### Brief
Update the listing lines from the one containing "flock of birds." through the one containing "Query: water reflection", swapping "component" for "module" and leaving everything else unchanged. Return only those lines.

### Input rows
____________
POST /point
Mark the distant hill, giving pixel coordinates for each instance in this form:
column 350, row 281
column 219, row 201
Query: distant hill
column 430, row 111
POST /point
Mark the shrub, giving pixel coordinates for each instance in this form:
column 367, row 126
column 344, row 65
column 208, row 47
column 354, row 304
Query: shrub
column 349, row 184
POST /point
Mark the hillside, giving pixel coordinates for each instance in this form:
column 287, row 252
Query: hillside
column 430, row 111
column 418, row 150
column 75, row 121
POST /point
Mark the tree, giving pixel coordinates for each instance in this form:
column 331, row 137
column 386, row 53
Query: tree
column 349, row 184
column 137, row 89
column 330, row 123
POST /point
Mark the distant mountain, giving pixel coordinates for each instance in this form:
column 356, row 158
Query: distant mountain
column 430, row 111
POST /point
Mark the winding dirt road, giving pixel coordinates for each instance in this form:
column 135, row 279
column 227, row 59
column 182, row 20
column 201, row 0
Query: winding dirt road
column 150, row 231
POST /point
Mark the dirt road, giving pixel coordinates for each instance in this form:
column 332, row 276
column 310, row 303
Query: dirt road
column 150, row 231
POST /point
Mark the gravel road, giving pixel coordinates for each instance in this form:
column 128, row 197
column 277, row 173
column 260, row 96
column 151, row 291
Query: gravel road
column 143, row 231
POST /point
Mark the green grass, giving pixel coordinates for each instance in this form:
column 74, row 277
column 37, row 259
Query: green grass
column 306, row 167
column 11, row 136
____________
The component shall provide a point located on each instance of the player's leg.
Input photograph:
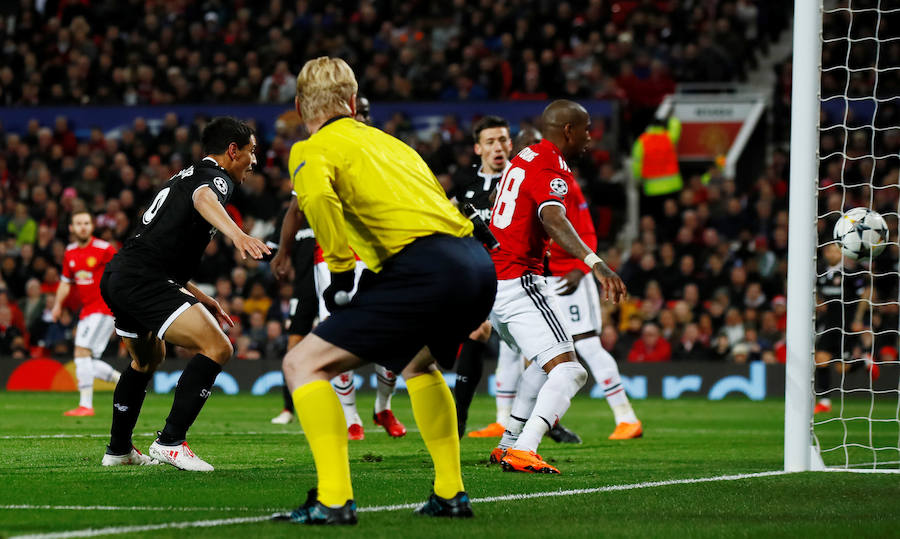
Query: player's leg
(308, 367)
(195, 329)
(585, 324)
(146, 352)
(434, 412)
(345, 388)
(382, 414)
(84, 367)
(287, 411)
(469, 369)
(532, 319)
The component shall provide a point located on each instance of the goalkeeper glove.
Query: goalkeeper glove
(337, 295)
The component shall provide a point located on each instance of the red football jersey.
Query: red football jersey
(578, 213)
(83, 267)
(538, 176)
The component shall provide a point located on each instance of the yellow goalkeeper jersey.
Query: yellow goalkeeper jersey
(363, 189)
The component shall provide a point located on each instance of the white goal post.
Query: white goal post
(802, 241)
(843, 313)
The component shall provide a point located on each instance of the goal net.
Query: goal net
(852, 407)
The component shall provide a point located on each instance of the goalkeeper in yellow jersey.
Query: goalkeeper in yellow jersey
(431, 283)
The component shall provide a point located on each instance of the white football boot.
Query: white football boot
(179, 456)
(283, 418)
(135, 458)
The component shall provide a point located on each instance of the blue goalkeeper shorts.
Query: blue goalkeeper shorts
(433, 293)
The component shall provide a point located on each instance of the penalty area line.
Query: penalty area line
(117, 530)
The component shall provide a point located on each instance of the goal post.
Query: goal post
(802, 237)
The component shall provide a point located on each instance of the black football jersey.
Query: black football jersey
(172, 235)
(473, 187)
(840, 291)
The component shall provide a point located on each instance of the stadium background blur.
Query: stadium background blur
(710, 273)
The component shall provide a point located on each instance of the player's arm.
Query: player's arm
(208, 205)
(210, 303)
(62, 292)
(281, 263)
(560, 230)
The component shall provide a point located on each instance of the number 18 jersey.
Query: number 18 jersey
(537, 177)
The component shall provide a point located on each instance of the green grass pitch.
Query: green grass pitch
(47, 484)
____________
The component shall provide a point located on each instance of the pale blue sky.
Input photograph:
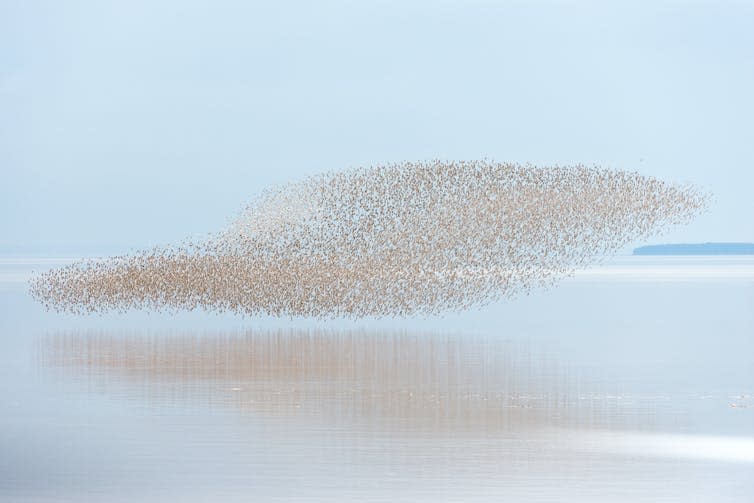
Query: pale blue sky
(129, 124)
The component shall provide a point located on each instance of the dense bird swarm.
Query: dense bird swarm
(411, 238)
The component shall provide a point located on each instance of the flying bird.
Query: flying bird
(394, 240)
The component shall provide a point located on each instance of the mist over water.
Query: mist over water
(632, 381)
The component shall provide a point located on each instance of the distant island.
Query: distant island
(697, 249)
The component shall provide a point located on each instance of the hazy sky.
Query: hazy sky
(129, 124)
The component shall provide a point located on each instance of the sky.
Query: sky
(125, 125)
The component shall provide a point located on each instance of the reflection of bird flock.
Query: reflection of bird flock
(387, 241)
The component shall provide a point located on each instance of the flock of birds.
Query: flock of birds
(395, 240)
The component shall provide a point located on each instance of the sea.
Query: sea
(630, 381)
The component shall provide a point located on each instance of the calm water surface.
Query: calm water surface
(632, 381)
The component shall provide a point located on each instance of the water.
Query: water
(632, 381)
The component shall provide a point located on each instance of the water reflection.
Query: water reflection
____________
### Completed task
The module shall provide a point located on each instance of the flock of birds.
Query: flock of birds
(395, 240)
The module shall provide a point located on each instance of the sea.
Query: sea
(630, 381)
The module shall provide a point located on each instance of the calm water surface.
Query: calm water surface
(632, 381)
The module shall provide a point located on each instance of the water.
Query: water
(632, 381)
The module shall provide a point located on each instance of the water reflection.
Query: water reflection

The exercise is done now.